'''

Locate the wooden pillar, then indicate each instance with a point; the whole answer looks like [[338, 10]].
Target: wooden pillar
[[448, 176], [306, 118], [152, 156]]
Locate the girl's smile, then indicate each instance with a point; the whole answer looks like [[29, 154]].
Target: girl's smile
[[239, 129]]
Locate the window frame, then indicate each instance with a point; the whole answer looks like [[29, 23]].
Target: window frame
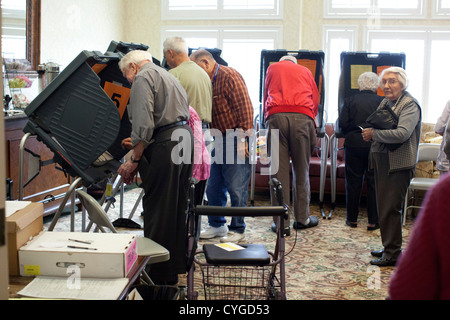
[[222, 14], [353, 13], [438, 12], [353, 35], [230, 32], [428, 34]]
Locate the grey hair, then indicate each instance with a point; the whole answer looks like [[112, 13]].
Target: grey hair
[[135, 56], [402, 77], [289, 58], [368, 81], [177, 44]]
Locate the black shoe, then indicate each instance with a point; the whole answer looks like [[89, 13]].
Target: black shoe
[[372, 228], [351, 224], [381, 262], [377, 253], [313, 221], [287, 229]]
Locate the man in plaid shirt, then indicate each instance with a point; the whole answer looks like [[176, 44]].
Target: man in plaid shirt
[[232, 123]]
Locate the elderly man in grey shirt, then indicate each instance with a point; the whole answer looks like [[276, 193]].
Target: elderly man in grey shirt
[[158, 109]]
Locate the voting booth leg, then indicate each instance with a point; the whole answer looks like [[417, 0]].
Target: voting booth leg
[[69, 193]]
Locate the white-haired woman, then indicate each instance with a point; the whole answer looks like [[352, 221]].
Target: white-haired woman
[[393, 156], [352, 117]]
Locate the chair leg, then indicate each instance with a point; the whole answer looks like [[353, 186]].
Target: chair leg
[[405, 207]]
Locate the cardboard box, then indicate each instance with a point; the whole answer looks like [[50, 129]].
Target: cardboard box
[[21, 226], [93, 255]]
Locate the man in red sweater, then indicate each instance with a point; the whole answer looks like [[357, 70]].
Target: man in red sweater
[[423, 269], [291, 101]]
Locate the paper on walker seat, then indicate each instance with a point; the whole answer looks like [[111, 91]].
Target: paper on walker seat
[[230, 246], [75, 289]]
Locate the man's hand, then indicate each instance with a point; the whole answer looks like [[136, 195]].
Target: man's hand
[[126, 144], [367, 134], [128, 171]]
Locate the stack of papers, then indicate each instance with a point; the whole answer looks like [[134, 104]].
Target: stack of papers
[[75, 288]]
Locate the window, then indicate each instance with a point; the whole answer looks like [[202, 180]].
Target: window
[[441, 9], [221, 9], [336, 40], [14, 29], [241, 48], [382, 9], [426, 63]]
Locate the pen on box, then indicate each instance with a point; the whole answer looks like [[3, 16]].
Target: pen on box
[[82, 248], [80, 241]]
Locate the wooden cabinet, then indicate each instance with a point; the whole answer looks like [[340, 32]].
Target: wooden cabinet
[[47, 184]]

'''
'''

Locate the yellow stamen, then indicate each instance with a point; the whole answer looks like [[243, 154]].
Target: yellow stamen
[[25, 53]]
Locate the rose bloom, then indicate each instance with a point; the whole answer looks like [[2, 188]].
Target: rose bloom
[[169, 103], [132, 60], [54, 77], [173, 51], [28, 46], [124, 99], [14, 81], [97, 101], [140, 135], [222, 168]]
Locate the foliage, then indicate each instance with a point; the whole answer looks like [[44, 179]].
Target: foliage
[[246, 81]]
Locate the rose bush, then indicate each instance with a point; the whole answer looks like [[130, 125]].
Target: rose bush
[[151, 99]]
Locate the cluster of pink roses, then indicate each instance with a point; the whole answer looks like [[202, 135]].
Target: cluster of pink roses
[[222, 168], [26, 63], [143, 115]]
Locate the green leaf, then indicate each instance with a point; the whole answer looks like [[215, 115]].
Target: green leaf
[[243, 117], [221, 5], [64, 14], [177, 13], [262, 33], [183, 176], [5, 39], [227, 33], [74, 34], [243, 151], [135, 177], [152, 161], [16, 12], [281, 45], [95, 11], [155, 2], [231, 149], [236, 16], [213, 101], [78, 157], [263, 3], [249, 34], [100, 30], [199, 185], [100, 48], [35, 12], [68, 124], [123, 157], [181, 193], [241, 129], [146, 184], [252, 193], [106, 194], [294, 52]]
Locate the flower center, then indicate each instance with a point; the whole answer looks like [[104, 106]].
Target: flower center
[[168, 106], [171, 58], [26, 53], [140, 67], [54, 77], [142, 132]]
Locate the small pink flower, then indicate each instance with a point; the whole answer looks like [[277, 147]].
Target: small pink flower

'''
'''

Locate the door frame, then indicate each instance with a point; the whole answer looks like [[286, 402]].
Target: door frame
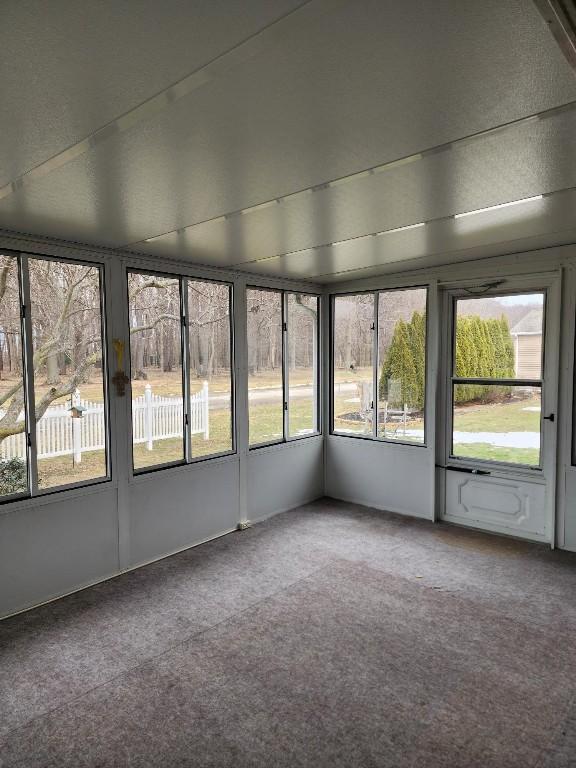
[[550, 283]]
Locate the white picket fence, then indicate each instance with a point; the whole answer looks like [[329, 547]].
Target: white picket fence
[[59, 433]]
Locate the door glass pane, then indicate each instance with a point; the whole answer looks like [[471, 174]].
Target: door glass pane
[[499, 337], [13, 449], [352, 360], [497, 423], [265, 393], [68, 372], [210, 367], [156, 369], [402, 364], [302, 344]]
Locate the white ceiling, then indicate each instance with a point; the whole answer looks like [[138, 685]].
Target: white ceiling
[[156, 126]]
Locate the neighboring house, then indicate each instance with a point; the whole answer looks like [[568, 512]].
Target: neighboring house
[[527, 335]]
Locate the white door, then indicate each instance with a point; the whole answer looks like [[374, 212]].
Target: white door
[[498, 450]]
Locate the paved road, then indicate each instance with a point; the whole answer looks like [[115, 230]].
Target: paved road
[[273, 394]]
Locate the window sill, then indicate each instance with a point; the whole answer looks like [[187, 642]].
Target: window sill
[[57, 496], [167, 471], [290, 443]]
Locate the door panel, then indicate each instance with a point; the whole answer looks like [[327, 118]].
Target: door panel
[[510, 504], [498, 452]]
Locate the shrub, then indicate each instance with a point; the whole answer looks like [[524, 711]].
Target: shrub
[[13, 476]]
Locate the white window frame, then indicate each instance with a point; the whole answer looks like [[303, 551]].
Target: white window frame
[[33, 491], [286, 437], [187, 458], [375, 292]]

'''

Wherever the string "small" appears in the data above, report the whole line.

* Solved problem *
Locate the small pink flower, then indicate each instance with a point; the whole answer looks like [[277, 147]].
Target: small pink flower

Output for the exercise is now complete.